◆ **Text block**:
[Start of section]
Clinical correlations

Measuring laryngeal function

One way to visualize the larynx is with an instrument called an endoscope. The endoscope may be rigid or flexible. The rigid endoscope may be uncomfortable for the patient, and may elicit the gag reflex. Since the scope is inserted through the mouth, the patient is limited to sustained vowel sounds, rather than speech. The flexible endoscope is inserted through the nasal passage for an unobstructed view of the vocal folds. Since the scope does not interfere with pharyngeal movement, the larynx can be visualized producing a wide variety of speech.

 

The electroglottograph is an inexpensive, simple machine that measures the amount of contact between the vocal folds as they are vibrating. Electroglottography is a non-invasive procedure, and two electrodes are placed on the neck over the thyroid cartilage. The degree of vocal fold approximation and fundamental frequency are two of the measures which can be obtained through electroglottography.
[End of section]
◆ **Given data**:
[Start of section]
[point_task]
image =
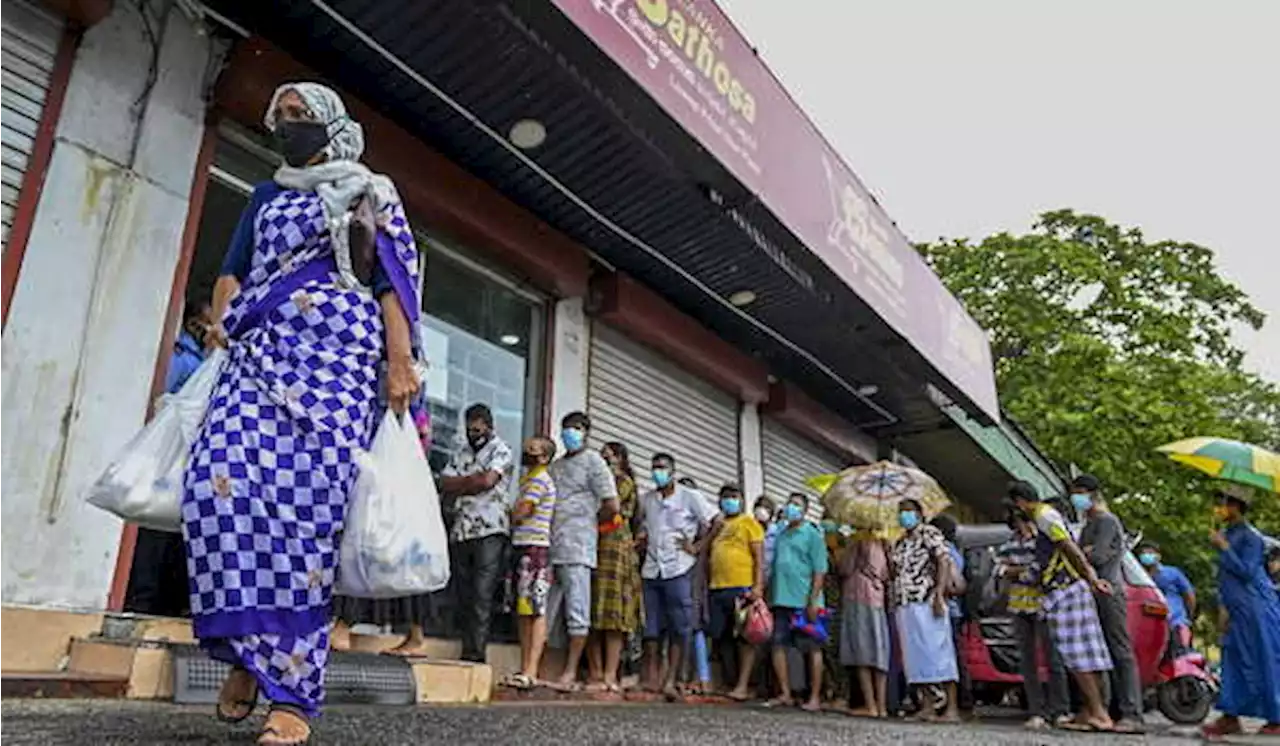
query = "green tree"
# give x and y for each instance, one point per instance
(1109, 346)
[End of section]
[Start of section]
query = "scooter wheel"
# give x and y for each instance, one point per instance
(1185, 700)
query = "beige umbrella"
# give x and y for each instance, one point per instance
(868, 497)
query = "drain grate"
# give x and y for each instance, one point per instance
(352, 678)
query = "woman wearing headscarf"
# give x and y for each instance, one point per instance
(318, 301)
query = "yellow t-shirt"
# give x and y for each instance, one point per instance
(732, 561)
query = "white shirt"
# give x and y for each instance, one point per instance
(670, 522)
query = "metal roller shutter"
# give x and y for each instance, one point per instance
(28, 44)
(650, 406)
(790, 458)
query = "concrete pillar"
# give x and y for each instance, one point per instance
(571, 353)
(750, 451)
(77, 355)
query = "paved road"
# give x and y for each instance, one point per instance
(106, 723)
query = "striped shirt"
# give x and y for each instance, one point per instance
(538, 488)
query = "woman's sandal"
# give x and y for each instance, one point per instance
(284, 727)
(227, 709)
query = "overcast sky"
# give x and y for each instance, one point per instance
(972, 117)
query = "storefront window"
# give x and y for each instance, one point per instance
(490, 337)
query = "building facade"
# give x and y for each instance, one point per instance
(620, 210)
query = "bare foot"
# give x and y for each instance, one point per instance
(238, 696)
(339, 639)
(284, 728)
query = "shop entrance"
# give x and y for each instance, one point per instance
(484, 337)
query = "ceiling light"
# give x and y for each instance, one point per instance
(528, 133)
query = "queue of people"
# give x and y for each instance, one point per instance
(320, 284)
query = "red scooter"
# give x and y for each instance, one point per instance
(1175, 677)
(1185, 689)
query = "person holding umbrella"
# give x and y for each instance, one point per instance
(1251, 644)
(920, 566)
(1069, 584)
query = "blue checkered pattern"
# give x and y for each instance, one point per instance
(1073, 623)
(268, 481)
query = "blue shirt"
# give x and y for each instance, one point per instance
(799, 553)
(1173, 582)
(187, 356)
[End of section]
[Start of section]
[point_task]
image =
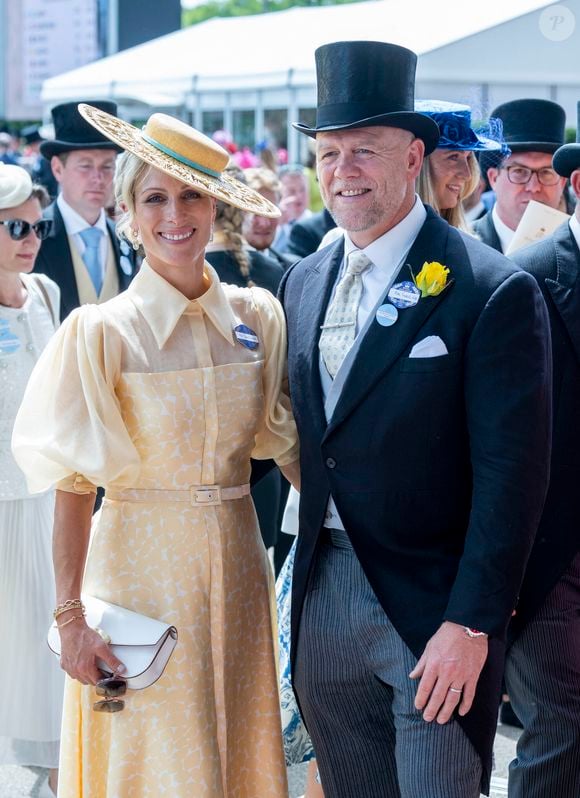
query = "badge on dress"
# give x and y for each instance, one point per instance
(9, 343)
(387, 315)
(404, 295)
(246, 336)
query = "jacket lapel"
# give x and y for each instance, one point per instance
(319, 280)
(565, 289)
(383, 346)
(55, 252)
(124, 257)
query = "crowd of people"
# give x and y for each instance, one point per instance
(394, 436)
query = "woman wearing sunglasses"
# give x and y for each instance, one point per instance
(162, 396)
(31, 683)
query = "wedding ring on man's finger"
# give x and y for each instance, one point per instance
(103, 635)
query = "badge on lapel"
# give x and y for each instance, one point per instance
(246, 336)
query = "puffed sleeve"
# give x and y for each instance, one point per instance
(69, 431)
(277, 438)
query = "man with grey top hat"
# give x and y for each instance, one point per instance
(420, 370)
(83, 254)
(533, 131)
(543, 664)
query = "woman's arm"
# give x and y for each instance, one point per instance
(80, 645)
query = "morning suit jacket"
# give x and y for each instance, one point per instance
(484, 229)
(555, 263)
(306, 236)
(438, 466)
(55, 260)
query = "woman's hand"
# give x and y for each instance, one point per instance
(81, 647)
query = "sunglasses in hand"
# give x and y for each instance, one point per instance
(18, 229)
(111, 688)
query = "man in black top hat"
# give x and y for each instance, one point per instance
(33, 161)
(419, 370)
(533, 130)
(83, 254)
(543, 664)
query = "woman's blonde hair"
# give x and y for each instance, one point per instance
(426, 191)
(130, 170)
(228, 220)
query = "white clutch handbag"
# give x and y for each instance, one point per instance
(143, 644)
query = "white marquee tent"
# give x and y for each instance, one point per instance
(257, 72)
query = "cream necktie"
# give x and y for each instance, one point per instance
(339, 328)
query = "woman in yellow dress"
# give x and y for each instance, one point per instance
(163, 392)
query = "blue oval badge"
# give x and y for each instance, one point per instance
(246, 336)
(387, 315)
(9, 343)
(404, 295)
[End of section]
◆ **Actions to take**:
1) Answer these questions from the laryngeal function text, one line each:
(a) Through what is the flexible endoscope inserted?
(b) Where are the two electrodes placed for electroglottography?
(c) What does the electroglottograph measure?
2) Reproduce word for word the part of the laryngeal function text that begins at the words "One way to visualize" and stops after the words "variety of speech.".

◆ **Expected results**:
1)
(a) The nasal passage.
(b) On the neck over the thyroid cartilage.
(c) The amount of contact between the vocal folds as they are vibrating.

2)
One way to visualize the larynx is with an instrument called an endoscope. The endoscope may be rigid or flexible. The rigid endoscope may be uncomfortable for the patient, and may elicit the gag reflex. Since the scope is inserted through the mouth, the patient is limited to sustained vowel sounds, rather than speech. The flexible endoscope is inserted through the nasal passage for an unobstructed view of the vocal folds. Since the scope does not interfere with pharyngeal movement, the larynx can be visualized producing a wide variety of speech.